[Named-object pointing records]

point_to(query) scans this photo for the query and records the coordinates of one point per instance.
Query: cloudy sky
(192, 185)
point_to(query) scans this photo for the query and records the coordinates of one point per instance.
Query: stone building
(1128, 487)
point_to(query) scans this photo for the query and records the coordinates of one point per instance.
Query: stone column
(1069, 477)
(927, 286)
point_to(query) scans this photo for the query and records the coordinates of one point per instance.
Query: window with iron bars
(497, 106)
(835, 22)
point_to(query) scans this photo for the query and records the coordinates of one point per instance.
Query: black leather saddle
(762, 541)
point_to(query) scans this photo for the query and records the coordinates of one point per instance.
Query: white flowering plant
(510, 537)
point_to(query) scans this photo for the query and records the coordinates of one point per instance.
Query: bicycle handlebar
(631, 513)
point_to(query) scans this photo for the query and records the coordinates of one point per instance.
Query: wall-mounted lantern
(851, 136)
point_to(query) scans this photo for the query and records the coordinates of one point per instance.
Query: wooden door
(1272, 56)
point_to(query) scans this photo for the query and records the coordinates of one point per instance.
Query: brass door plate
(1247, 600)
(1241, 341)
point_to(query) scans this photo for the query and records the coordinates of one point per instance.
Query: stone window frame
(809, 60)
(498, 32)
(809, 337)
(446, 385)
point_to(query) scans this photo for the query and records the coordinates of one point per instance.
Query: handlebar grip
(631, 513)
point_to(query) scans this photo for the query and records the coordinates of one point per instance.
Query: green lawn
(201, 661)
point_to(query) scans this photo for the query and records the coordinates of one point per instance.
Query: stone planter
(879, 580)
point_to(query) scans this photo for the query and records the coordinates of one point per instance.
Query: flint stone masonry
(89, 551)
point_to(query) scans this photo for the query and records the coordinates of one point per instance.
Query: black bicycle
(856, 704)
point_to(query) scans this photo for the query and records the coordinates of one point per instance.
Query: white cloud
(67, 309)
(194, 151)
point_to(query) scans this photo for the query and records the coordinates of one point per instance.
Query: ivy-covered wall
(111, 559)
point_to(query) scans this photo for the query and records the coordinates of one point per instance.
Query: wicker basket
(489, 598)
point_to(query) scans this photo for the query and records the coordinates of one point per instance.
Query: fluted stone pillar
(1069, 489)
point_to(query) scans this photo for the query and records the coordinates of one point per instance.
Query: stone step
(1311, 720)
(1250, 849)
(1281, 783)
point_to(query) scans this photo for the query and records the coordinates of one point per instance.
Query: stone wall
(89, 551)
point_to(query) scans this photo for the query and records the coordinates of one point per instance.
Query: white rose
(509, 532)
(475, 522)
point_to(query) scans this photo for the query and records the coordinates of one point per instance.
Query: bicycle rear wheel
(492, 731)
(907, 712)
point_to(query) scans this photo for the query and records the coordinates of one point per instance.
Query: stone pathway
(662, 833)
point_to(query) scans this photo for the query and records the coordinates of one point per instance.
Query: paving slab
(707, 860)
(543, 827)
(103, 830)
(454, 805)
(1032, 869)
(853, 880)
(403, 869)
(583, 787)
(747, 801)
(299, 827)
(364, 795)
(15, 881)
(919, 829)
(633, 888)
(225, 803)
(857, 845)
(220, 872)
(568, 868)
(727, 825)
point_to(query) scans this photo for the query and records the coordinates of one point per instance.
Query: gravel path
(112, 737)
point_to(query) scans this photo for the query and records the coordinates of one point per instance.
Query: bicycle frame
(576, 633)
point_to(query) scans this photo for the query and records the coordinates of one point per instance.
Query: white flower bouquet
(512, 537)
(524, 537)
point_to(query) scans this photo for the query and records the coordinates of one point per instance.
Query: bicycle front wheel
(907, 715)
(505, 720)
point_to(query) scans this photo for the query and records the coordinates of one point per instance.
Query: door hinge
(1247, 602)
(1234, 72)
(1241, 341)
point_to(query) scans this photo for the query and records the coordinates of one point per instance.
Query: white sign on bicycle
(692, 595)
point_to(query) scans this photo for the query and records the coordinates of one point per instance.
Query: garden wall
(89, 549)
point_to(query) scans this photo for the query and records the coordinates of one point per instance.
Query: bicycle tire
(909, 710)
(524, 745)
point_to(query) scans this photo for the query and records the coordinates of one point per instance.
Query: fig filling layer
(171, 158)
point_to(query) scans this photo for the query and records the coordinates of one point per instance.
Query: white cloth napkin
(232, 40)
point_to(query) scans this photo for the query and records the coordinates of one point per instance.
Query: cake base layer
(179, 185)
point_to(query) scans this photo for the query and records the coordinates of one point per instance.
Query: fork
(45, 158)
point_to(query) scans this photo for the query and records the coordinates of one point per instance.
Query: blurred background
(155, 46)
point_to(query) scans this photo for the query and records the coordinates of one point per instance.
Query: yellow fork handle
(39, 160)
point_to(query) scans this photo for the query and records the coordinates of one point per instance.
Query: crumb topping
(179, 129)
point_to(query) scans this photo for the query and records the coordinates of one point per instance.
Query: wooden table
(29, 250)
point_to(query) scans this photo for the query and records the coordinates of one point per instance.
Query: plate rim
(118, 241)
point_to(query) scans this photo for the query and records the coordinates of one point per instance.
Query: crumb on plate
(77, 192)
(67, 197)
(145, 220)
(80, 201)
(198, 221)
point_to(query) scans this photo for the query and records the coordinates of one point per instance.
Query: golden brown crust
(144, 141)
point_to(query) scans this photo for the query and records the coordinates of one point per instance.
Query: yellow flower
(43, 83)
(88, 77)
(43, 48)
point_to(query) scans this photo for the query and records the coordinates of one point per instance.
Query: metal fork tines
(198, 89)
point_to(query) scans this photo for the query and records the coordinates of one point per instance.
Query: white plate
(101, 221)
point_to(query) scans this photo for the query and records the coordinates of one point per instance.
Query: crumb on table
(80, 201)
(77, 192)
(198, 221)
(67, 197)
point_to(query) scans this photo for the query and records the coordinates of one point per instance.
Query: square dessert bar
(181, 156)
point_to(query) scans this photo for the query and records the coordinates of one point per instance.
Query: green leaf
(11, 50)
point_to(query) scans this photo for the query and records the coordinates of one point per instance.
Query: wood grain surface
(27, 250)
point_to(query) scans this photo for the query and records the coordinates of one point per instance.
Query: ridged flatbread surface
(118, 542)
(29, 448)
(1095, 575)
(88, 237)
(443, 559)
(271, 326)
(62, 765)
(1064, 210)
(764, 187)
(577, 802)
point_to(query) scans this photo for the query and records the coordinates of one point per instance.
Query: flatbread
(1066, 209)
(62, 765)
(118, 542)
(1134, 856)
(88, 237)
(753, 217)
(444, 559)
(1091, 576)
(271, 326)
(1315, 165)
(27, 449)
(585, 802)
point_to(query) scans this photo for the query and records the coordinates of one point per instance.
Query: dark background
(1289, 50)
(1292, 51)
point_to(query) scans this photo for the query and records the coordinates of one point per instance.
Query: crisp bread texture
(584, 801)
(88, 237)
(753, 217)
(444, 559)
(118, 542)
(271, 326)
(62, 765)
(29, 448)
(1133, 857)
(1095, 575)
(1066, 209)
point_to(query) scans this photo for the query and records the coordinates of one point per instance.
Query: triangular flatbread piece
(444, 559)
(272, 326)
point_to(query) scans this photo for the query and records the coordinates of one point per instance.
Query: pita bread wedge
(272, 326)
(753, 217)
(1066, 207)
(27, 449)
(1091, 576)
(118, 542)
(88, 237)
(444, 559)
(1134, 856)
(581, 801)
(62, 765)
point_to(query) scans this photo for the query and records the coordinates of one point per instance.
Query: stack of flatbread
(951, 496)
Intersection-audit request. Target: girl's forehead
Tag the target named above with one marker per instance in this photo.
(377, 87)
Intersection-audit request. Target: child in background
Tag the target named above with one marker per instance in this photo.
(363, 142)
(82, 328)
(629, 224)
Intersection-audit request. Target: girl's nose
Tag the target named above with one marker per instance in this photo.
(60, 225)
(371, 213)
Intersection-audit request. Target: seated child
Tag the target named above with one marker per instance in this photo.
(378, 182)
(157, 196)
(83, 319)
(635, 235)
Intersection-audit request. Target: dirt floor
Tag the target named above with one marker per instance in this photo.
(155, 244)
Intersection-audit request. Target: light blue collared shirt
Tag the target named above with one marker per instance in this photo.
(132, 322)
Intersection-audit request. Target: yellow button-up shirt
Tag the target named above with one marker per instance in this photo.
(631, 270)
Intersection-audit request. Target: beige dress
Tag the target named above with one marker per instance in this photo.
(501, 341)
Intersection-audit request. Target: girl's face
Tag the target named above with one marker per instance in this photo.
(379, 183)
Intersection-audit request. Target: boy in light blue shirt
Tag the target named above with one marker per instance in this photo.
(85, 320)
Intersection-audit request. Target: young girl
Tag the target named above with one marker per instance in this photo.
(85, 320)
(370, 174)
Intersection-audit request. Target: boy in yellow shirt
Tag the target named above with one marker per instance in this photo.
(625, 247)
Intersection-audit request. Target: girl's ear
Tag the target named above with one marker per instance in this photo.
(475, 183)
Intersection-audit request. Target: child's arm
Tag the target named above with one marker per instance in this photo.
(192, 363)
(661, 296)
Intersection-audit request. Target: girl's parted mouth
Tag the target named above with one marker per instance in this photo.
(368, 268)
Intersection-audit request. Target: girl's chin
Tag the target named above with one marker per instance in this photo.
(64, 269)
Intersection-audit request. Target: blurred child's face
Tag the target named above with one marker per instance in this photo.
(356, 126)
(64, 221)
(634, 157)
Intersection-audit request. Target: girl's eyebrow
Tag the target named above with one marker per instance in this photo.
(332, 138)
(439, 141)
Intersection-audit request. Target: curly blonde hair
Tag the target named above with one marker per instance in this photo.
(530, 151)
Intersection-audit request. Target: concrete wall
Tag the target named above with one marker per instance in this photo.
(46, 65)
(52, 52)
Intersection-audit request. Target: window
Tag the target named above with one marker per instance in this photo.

● Given exercise
Reproduce verbatim the lines from the one containing "Intersection-audit request. Target: girl's eyebrow" through the end of the lines, with both ends included.

● Exercise output
Intersection-audit request. Target: girl's eyebrow
Tag the target named above with one marker per instance in this photo.
(332, 138)
(439, 141)
Intersection-audit request. Target: curly blonde hair
Tag the target named above with one marker per instance in this photo.
(530, 151)
Intersection-audit request. Target: concrete wall
Tag the target named above with one marker per instance in this photo.
(46, 65)
(52, 52)
Intersection-audit request. Target: window
Tag the target named above with one marker per instance in this photo.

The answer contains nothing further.